**PAGE TEXT**
[BEGIN]
The Jesus Is Lord Church in London, formerly known as Christ Church, is a Jesus Is Lord and former Anglican church in London, Ontario, Canada. Built between 1862 and 1863 based on a design by William Robinson, shortly after the establishment of the Diocese of Huron, Christ Church was the second Anglican church to be built in the city. It operated for over a hundred and fifty years, closing in 2014 after the congregation had dwindled to 25 members.

The two-storey church is built in the High Victorian Gothic style with a wooden structure and white brick exterior. Its western face is marked by three lancet windows that are framed by buttresses that coincide with the inner structure. The shallow chancel, which includes a gallery and staircase, has three stained glass windows on its eastern wall. In 2007, the church was designated under the Ontario Heritage Act.

==Description==
Christ Church is located at 138 Wellington Street in London, Ontario, Canada, at the northeastern corner of Wellington and Hill. The area was developed as part of London's southern expansion. It was the second Anglican church built in the city, after St. Paul's Cathedral, though the city later expanded to include areas that had Anglican churches older than this one.
[END]
**TASK GOAL**
Copy the passage above about Christ Church in London, Ontario, word for word from start to finish.

Segmentation dataset records:
[BEGIN]
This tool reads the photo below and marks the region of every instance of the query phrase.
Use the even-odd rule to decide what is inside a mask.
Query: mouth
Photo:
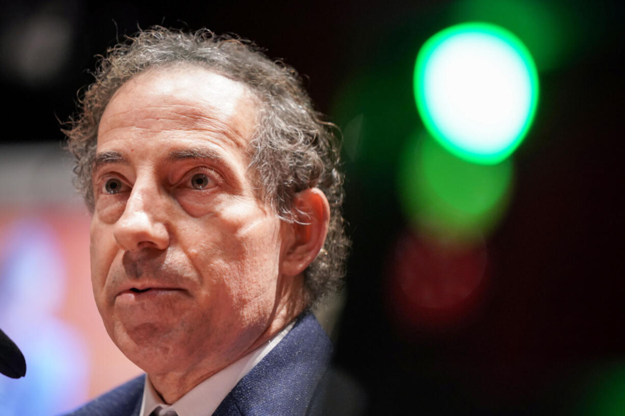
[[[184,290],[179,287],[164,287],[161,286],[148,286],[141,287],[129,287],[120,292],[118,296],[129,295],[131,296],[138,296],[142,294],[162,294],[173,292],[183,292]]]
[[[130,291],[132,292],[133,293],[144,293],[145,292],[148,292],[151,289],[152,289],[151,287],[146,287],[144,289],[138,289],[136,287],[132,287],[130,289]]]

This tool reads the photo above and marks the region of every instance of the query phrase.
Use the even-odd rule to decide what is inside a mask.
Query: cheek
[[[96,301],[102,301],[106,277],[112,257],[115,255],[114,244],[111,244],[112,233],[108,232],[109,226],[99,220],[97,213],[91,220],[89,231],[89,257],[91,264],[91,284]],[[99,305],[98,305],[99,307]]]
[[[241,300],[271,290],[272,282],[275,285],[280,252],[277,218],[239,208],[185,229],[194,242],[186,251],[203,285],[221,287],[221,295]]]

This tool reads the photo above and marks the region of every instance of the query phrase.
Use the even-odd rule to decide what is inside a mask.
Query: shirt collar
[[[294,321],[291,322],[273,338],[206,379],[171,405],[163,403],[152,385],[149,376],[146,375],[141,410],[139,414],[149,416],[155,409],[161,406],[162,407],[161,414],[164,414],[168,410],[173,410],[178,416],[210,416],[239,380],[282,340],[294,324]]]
[END]
[BEGIN]
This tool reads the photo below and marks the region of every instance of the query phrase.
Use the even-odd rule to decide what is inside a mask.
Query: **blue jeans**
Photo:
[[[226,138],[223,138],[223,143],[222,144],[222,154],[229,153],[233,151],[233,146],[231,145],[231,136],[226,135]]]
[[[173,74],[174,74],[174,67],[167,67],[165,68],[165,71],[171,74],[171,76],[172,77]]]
[END]
[BEGIN]
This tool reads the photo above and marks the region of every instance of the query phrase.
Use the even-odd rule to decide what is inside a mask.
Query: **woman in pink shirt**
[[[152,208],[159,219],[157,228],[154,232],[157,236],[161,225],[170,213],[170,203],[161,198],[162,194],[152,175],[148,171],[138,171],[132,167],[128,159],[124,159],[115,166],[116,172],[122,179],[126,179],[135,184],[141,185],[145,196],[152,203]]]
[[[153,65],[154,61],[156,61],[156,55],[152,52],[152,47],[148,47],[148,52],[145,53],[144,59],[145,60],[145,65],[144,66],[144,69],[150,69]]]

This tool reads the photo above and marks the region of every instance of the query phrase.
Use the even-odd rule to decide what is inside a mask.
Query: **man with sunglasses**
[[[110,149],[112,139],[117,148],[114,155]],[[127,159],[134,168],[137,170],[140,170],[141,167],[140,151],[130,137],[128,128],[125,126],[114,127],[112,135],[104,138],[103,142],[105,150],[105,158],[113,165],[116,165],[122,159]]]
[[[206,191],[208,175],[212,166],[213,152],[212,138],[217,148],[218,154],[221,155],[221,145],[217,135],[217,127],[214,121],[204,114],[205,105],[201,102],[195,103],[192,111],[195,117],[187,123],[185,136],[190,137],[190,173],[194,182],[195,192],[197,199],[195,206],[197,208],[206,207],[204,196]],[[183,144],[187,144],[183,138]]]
[END]
**FULL SOLUTION**
The Jesus Is Lord Church in London, formerly known as Christ Church, is a Jesus Is Lord and former Anglican church in London, Ontario, Canada. Built between 1862 and 1863 based on a design by William Robinson, shortly after the establishment of the Diocese of Huron, Christ Church was the second Anglican church to be built in the city. It operated for over a hundred and fifty years, closing in 2014 after the congregation had dwindled to 25 members.

The two-storey church is built in the High Victorian Gothic style with a wooden structure and white brick exterior. Its western face is marked by three lancet windows that are framed by buttresses that coincide with the inner structure. The shallow chancel, which includes a gallery and staircase, has three stained glass windows on its eastern wall. In 2007, the church was designated under the Ontario Heritage Act.

==Description==
Christ Church is located at 138 Wellington Street in London, Ontario, Canada, at the northeastern corner of Wellington and Hill. The area was developed as part of London's southern expansion. It was the second Anglican church built in the city, after St. Paul's Cathedral, though the city later expanded to include areas that had Anglican churches older than this one.